Saved entries:
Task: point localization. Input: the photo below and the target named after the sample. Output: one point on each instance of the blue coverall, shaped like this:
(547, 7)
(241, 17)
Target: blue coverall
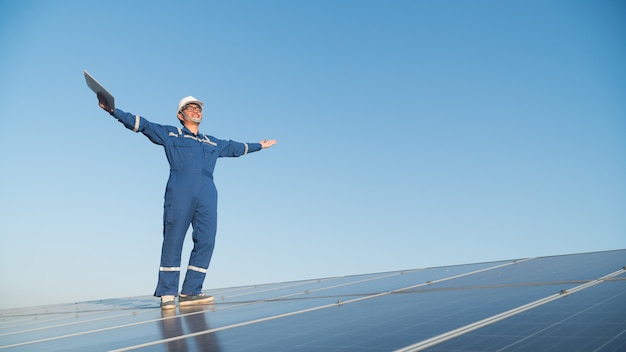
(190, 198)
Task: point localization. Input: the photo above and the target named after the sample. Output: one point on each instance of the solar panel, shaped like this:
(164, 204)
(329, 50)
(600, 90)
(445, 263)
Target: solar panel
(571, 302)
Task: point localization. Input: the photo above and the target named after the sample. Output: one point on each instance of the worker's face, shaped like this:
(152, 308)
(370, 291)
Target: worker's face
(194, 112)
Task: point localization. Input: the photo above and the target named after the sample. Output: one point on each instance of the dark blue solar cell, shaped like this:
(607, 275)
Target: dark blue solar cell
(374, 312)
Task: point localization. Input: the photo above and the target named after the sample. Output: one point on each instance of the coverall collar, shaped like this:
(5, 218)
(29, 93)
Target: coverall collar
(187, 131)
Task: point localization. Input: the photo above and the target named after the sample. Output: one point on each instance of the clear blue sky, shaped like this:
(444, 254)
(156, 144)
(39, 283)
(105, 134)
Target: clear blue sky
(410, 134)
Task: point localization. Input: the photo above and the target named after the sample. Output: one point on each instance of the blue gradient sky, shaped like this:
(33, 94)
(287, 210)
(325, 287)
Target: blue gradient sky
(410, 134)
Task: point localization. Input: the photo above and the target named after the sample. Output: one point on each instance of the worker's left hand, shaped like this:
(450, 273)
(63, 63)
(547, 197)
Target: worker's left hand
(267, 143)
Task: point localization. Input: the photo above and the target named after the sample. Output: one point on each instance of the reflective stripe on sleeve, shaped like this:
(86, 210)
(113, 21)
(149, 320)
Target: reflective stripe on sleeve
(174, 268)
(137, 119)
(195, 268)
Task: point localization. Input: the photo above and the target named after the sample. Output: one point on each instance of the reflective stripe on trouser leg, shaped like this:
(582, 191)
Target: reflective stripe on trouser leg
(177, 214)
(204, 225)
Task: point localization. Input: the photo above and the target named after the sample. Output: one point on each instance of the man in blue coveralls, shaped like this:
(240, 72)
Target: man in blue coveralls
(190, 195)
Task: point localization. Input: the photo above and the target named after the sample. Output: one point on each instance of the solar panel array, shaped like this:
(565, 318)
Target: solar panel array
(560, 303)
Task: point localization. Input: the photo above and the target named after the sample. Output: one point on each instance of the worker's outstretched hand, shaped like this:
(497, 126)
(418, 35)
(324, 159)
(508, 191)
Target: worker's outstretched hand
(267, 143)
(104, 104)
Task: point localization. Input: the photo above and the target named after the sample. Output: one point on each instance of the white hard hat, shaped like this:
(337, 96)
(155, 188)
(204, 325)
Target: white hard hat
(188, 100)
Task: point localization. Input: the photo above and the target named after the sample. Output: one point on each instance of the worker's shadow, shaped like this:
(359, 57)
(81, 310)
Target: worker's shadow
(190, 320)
* * *
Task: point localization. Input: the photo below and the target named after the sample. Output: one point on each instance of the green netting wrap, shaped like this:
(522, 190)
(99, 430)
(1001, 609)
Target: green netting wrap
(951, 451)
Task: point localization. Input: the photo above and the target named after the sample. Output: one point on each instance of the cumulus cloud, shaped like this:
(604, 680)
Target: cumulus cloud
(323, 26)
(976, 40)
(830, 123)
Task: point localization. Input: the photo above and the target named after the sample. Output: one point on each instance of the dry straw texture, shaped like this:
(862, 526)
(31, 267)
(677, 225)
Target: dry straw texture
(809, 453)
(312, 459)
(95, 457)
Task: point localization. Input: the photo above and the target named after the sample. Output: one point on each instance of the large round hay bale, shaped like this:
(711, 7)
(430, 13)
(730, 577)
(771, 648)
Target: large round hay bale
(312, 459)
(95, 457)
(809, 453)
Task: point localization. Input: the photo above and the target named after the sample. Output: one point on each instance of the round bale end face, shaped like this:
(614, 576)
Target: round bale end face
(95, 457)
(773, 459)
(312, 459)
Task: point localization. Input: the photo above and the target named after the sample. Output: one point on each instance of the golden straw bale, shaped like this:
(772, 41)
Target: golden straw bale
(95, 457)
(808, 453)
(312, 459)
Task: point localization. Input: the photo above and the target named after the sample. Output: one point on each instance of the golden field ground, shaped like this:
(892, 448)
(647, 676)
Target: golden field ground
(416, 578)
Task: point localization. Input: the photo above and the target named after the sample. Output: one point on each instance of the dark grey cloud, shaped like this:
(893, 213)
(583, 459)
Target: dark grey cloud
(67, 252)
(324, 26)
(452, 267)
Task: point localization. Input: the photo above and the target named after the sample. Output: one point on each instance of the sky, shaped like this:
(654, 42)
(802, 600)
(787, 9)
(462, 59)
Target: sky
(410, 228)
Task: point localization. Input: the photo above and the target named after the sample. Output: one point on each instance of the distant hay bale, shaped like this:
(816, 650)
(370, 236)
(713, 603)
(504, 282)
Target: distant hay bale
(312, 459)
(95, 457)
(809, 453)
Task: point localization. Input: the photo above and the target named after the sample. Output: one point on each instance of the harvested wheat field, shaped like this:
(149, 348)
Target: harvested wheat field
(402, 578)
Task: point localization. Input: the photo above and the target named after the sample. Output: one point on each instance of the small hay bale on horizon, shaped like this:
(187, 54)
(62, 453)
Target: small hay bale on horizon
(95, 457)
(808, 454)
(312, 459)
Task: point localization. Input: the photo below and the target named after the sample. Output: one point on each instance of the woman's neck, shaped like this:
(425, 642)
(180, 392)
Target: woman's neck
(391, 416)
==
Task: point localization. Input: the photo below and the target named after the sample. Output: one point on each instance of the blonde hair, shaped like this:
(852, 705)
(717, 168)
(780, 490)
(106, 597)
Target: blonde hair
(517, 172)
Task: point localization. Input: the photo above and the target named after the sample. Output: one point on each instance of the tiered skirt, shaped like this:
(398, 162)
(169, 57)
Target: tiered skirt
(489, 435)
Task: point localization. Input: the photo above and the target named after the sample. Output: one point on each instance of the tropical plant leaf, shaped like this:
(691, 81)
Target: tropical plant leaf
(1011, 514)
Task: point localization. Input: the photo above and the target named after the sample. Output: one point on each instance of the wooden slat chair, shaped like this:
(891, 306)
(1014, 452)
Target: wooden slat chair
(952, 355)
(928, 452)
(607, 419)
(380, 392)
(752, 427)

Requirement: Filter the entries down to the lines that include the string "below".

Output for this task:
Task: point localization. Input: the photo below and the target named after the sample. Output: one point on each instance of the blue coverall, shaped like this:
Task: point localization. Input: the photo below and the target named after the sample. Output: one point on each instance of the green netting wrap, shaped like this:
Task: point localization. Input: the photo below and the target named after the sample. Output: one point on each instance of the woman's neck, shaped like this:
Task: point localization. Input: the photo below and the target named after the sample. Output: one point on each instance of the blonde hair, shaped like this:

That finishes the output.